Text to read.
================================

The record amply supports the Planning Board's decision to grant the
Resolution to Blue Violets. The CRB was created by Hoboken as a separate
arm of the Planning Board. In that regard, the CRB had the responsibility to
review cannabis site plan applications for land use compliance. The
application process to obtain CRB approval was costly and time-consuming.
Indeed, Blue Violets contends it spent $69,375.00 to complete the CRB
application and seek final site plan approval.
The CRB is a "municipal agency" as defined in N.J.S.A. 40:55D-10.3,
with the goal "to assure the public health, safety, and general welfare of . . .
Hoboken and its residents, business establishments and visitors." We conclude
A-0556-23 28 the CRB falls within the definition of the MLUL as a "municipal agency,"
serving as an "arm" to the Planning Board by reviewing cannabis-related
applications and holding hearings.
The record establishes that the CRB reviewed Blue Violets's application
and deemed it complete as of February 2022, which triggered the TOA Rule.

================================

Work to do.
[a] Set down the part of the passage about Hoboken's cannabis review board that opens with the words containing "The CRB is a" and closes with "the TOA Rule.".
[b] Write what comes next in the passage about Hoboken's cannabis review board, starting after its last sentence.
The records that come after this are separate material and unrelated to the passage about Hoboken's cannabis review board.

================================

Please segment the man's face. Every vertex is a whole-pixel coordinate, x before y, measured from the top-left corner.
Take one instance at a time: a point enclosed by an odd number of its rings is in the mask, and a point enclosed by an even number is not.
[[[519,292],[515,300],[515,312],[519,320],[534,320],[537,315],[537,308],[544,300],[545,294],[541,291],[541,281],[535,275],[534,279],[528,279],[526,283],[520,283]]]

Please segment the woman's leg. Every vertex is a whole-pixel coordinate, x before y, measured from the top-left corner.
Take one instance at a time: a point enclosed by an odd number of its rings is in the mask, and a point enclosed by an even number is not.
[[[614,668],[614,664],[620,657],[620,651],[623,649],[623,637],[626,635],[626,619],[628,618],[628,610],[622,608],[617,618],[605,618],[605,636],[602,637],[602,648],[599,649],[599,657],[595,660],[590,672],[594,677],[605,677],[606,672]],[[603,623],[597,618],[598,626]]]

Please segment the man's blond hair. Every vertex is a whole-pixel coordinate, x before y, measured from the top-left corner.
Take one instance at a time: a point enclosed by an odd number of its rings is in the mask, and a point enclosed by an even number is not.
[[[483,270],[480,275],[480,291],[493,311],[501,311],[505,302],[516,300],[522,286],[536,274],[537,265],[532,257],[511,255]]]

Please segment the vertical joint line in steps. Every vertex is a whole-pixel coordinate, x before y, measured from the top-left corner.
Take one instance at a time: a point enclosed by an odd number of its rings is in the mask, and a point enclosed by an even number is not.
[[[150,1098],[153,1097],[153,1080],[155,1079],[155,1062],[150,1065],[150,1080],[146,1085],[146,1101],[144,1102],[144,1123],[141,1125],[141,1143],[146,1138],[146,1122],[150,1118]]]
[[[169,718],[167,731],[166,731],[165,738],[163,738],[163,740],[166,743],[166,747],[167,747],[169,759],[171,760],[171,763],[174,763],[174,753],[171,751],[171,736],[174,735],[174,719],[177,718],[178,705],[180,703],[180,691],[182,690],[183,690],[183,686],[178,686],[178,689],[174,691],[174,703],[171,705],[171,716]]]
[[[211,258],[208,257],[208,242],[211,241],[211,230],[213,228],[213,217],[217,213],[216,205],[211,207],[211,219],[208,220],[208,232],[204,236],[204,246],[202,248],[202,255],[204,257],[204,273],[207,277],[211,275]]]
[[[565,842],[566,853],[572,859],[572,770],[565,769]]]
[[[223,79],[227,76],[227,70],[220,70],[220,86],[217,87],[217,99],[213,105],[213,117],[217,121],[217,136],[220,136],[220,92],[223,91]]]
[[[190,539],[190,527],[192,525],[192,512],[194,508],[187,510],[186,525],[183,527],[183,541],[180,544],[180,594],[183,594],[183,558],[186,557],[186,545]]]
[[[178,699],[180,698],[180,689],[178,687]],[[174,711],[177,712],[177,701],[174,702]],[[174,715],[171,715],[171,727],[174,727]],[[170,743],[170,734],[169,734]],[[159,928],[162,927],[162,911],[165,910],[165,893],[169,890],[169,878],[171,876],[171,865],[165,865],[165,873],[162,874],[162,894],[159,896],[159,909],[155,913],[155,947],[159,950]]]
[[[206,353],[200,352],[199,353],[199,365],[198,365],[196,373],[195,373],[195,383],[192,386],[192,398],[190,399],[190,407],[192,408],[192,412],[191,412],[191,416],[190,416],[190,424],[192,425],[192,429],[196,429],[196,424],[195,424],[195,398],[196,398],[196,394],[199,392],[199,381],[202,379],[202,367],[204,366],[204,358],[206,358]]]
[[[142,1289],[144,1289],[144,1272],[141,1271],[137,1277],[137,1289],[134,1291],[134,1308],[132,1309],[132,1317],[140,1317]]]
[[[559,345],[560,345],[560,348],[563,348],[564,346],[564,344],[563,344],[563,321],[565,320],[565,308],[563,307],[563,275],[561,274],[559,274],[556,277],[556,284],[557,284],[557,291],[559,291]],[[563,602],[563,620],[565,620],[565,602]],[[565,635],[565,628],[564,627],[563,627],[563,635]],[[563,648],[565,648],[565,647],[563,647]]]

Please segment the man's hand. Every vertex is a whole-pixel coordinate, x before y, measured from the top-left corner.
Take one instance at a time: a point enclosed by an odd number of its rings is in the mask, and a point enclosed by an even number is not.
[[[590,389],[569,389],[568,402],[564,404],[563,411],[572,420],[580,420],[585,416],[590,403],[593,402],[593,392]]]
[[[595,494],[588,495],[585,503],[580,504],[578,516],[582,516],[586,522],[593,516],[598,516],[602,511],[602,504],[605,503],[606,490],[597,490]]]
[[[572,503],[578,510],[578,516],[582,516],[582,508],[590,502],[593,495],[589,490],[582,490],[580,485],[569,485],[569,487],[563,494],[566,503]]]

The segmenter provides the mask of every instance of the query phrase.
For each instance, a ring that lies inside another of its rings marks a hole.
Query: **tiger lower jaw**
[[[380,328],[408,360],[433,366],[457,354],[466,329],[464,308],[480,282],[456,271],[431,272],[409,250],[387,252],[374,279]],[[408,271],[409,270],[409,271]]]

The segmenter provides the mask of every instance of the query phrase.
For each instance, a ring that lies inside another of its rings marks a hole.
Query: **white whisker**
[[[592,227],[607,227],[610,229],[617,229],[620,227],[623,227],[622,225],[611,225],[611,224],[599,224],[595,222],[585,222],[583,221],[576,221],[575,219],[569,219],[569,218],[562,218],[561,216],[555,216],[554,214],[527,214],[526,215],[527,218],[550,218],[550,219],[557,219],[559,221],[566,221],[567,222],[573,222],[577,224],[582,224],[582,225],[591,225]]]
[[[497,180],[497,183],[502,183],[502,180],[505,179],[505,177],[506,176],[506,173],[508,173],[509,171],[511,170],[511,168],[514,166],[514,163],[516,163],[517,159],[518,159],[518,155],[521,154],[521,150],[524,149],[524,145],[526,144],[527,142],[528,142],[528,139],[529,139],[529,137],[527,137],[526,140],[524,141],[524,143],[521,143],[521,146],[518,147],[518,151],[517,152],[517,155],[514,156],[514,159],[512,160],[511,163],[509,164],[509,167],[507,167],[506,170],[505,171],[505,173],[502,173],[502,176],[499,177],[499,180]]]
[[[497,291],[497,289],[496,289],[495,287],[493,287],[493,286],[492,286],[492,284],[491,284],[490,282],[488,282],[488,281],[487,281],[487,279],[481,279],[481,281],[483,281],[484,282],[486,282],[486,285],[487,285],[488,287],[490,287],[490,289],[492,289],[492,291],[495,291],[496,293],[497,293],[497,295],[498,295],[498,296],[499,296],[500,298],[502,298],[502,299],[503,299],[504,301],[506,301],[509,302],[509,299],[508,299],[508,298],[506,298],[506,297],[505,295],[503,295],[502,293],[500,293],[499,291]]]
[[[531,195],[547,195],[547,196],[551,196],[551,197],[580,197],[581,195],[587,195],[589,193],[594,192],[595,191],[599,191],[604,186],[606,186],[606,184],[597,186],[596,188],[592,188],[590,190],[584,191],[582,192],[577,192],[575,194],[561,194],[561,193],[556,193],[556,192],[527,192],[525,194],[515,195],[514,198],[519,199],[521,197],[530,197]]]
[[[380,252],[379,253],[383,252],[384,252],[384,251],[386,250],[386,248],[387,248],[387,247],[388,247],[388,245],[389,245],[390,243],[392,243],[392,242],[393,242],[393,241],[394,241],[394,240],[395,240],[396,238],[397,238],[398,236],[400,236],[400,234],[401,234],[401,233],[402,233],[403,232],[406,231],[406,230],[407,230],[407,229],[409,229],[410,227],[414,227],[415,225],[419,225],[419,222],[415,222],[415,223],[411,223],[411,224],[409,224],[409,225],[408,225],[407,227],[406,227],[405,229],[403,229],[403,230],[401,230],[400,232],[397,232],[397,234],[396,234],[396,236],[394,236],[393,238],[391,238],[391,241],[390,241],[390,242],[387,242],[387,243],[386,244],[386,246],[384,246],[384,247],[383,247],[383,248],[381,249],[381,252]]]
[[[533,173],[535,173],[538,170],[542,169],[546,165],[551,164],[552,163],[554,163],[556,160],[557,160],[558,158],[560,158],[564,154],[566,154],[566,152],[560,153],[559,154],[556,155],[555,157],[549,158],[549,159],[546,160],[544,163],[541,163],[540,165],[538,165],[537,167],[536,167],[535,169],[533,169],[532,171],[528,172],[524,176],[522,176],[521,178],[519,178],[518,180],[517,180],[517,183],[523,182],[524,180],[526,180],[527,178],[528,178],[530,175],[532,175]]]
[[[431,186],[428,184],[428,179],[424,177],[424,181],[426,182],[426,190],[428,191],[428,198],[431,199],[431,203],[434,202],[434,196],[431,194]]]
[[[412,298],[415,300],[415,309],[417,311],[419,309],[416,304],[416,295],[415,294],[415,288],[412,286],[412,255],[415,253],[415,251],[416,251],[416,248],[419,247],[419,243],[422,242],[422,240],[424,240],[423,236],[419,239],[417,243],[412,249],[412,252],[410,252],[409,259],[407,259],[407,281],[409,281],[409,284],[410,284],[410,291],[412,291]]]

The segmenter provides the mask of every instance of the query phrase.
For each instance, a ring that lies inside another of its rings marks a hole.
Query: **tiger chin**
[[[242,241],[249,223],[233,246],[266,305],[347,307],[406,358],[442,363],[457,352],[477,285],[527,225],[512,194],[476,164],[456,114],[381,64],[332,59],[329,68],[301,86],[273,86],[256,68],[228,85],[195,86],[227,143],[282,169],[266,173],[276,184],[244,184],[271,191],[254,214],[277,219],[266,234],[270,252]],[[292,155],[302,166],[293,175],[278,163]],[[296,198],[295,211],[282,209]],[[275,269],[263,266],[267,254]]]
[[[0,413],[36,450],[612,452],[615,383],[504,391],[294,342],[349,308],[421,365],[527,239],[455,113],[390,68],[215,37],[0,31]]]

================================

Expected responses.
[a]
The CRB is a "municipal agency" as defined in N.J.S.A. 40:55D-10.3,
with the goal "to assure the public health, safety, and general welfare of . . .
Hoboken and its residents, business establishments and visitors." We conclude
A-0556-23 28 the CRB falls within the definition of the MLUL as a "municipal agency,"
serving as an "arm" to the Planning Board by reviewing cannabis-related
applications and holding hearings.
The record establishes that the CRB reviewed Blue Violets's application
and deemed it complete as of February 2022, which triggered the TOA Rule.

[b]
The Ordinance did not go into effect until approximately two months later , on
April 28, 2022. Therefore, the Planning Board correctly determined that Blue
Violets's application was not subject to the Ordinance. Thus, we hold the trial
court erred in vacating the Resolution, warranting reversal.
In sum, we: (1) affirm the trial court's order concluding HFRC has
standing as an interested party under the MLUL; and (2) reverse the trial
court's order vacating the Resolution because Blue Violets's submission of a
completed application to the CRB triggered the TOA Rule. In light of our
conclusion, we need not address Blue Violets's contentions that the trial court
erred in granting Urtecho's motion to intervene and enlarged the statute of
limitations applicable to her claims.
Affirmed in part, reversed and vacated in part. The stay entered by this
court is dissolved. We do not retain jurisdiction.